Aim of the task → Scan the entries for lines with the word "white", then copy those lines.

Record extracts →
=====

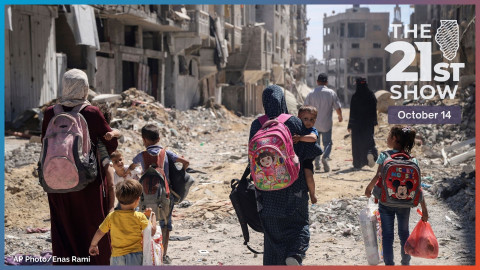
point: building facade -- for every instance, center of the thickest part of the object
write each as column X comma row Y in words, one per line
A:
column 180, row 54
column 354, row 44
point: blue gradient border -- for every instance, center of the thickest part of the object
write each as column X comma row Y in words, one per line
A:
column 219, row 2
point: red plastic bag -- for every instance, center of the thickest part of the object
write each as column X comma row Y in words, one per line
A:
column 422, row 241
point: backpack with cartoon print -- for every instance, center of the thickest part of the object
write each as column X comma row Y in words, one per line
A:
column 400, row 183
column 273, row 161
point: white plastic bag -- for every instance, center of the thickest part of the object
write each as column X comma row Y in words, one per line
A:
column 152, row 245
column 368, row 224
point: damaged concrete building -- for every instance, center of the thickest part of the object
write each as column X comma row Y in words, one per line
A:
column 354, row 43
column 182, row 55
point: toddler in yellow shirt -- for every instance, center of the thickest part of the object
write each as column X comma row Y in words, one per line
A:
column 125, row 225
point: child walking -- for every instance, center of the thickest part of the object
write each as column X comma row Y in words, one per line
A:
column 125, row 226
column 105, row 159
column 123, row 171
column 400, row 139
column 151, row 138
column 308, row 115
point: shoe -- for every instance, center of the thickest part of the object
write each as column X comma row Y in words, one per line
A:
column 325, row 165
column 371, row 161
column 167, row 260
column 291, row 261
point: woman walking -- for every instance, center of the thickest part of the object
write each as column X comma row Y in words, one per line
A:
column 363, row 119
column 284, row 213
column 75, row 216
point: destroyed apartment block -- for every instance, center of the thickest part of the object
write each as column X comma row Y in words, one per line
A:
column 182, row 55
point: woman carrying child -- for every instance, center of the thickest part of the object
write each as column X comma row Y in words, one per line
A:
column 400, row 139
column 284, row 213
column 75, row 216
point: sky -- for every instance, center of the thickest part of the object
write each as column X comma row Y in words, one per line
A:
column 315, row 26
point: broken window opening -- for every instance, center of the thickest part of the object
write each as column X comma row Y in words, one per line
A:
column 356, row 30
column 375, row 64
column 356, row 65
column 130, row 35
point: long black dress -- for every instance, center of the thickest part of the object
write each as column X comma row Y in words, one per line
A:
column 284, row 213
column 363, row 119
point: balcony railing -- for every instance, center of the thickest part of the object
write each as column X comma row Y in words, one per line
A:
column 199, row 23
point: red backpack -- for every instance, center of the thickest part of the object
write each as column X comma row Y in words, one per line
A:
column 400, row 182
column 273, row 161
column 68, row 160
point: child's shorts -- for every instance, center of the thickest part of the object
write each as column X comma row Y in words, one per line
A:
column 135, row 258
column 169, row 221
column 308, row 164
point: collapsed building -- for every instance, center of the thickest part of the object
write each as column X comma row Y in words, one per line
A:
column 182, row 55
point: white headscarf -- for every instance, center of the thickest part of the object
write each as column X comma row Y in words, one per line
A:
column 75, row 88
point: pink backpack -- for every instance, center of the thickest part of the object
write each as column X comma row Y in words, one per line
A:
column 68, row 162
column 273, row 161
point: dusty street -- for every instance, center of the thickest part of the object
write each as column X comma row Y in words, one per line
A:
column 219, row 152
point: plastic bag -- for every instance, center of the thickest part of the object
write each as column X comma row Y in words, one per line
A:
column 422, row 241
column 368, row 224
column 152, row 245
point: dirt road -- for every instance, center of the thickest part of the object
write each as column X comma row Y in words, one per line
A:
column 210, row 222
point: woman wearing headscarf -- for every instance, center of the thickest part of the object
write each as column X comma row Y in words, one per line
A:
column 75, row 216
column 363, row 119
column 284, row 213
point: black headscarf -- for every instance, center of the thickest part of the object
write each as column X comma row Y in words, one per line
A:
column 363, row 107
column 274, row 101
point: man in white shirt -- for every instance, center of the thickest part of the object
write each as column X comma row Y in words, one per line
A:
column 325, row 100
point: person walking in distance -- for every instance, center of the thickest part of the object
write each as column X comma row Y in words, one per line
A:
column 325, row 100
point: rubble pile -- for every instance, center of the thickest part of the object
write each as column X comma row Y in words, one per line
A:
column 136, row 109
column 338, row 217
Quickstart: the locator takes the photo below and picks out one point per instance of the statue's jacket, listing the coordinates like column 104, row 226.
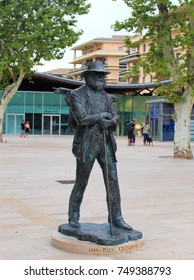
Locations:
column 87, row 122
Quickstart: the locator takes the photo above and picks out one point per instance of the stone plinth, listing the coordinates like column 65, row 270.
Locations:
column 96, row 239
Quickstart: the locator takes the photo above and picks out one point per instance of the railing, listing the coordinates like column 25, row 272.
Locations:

=====

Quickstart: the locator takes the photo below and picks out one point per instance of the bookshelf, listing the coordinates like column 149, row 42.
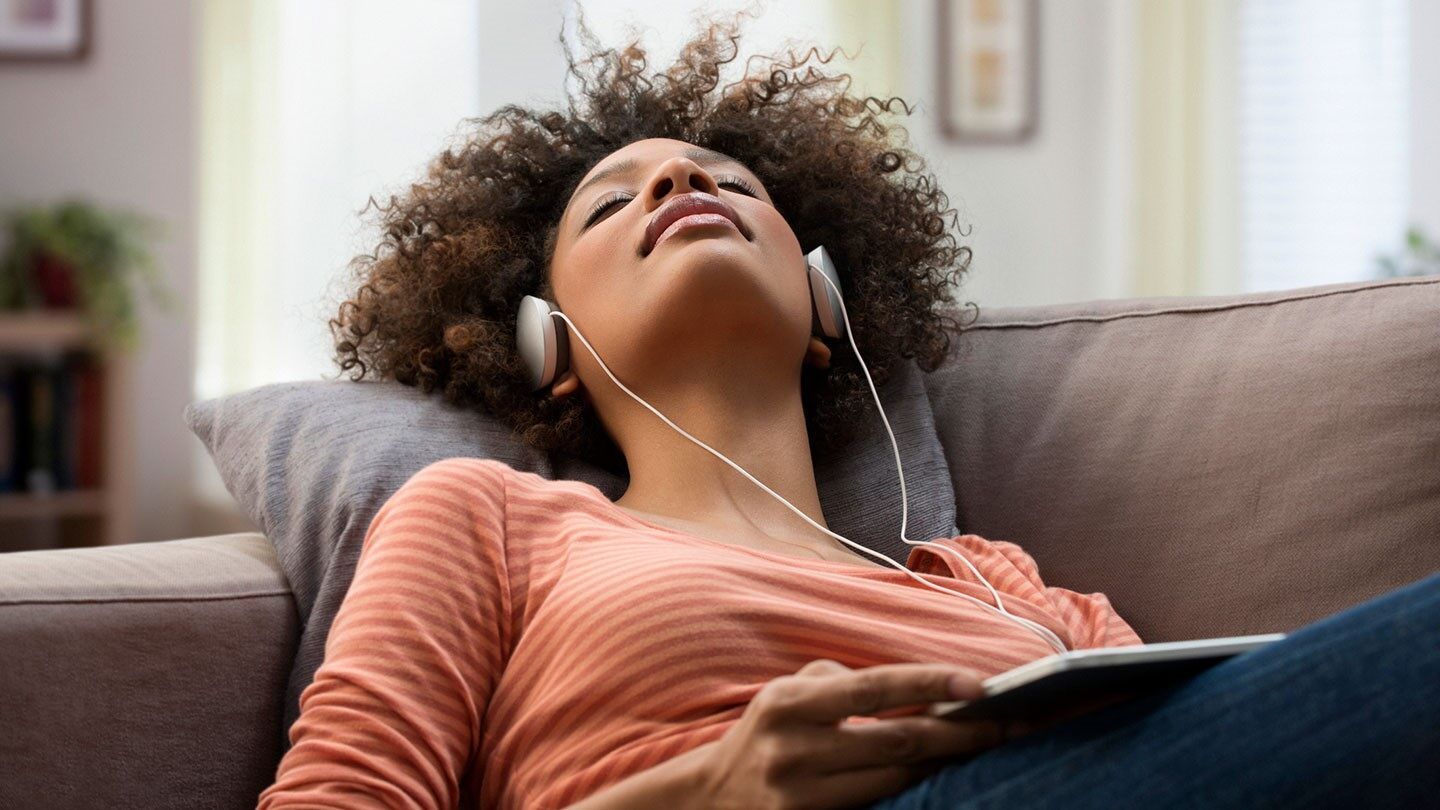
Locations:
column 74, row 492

=====

Output for this exercise →
point: white plastic bag -- for every instance, center of the thickest part of the object
point: white headscarf -- for every instance, center of the thickest part of the object
point: man in white shirt -- for every instance, center of the thickest part of the object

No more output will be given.